• _QUOTED PASSAGE_
Whew -- I survived the cardiac testing.
I did not faint on the tilt-table test, which was not exactly what I expected but was fine. They left me upright for 30 minutes, and although I was dizzy and got hot and sweaty (apparently the only one in the room who thought the room got really hot), my blood pressure stayed pretty steady and my pulse didn't jump as much as it sometimes does when I go from prone to upright.
Then I did the stress test on the treadmill. Man, when I used to go to the gym and walk on a treadmill, I don't think I ever did an incline higher than 5 percent, and usually stuck closer to 3 percent. I'm from the Midwest and grew up in the flatlands. I don't do hills! And I didn't realize that they would have treadmills that didn't show any info or controls. It was all done by their computer. So they started me off at a reasonable pace but at 12 percent incline. I literally held on to the bar at the front of it because I felt like I'd go sliding off the back if I didn't!
My heart rate was at 100 bpm when I was lying down. Upright, it was about 120 or so as long as I didn't talk, which made it go higher. Once I started on the treadmill, I jumped immediately to about 140 and it climbed from there. When it hit 183, I said I'd had enough. Somewhere in the last couple minutes I was on it, they raised the incline to 14 percent. I didn't even know that was possible! And apparently it can go steeper than that too.
So, Dr. McAnulty concluded that my heart is healthy in that I'm unlikely to have a heart attack although it clearly gets going pretty quickly. I eavesdropped as he dictated to his medical student what to type in the computer for the summary/notes, and he said I appeared to have mild dysautonomia and "inappropriate sinus tachycardia." (I was like, "Inappropriate?!" Funny way to describe it.)

• _SUPPLIED ENTRIES_
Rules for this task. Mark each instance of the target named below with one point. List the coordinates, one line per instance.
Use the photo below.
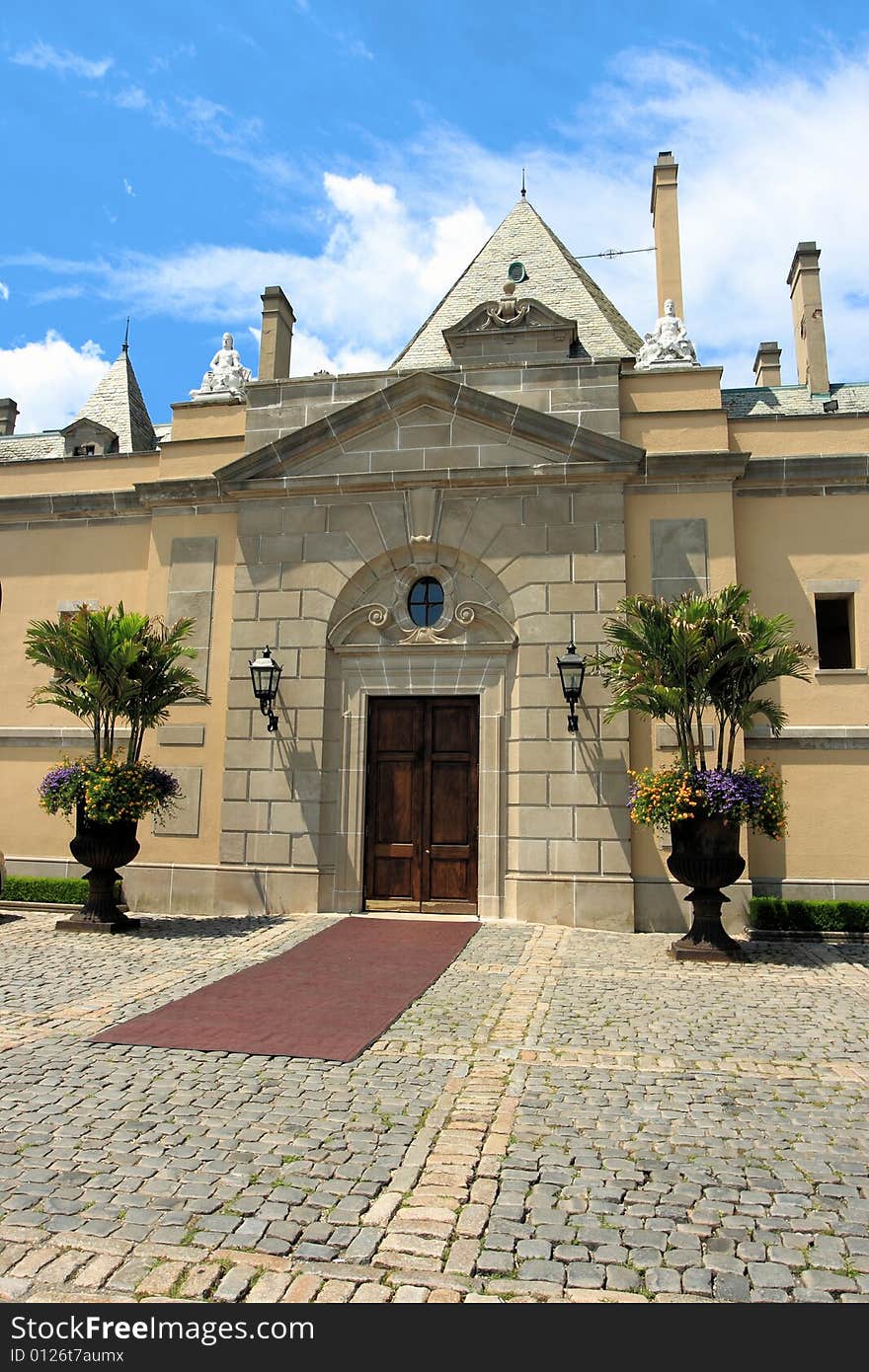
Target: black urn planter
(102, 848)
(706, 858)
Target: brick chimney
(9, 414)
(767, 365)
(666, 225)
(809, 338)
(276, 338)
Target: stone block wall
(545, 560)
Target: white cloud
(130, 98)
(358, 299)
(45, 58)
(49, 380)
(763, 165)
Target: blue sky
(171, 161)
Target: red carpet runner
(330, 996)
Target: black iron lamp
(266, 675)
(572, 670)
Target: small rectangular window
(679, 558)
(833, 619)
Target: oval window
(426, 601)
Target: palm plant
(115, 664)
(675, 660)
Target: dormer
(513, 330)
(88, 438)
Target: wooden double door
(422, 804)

--

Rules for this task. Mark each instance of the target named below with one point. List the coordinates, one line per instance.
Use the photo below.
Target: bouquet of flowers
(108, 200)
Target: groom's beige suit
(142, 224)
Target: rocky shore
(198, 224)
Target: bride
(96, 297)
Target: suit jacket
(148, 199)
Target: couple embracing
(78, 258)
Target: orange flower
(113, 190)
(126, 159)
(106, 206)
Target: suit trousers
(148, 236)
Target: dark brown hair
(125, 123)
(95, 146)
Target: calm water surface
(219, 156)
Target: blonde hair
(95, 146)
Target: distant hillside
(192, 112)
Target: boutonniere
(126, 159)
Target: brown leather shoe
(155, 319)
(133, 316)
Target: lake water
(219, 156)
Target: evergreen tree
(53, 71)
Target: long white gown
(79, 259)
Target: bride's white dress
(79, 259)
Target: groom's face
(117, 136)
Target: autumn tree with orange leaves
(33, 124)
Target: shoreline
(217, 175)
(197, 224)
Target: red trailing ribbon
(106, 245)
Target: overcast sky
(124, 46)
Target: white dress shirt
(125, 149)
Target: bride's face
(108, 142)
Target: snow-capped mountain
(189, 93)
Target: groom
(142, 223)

...

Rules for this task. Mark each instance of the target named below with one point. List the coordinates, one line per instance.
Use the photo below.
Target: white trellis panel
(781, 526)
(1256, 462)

• _EXERCISE AIM_
Continue the account of the cardiac testing from the point where it stops.

• _EXPECTED ANSWER_
I'm supposed to go back to see him in six months, sooner if my internist needs his input on my evolving symptoms.
Meanwhile, I got the radiologist's report on my brain MRI from earlier this week. I'm just going to type it in verbatim because I haven't had enough time/energy to analyze and completely figure it out.
Findings: The ventricles appear to be within normal lijmits in size and configuration. No abnormal extra-axial fluid collection is observed. No significant mass effect or significant midline shift is noted.
In image 12 of the FSEIR axial sequence, two punctate foci of increased signal are observed adjacent to one another in the white matter of the right frontal lobe. These may be the result of volume averaging. They may also be associated with chronic small vessel ischemic disease or, perhaps, vasculitis. The larger of the two may be present, in retrospect, in the comparison examination from 10-4-2007. It has not clearly changed significantly in size. Plaques of multiple sclerosis cannot definitely be excluded but would appear to be less likiely. These foci do not enhance following the administration of intravenous contrast.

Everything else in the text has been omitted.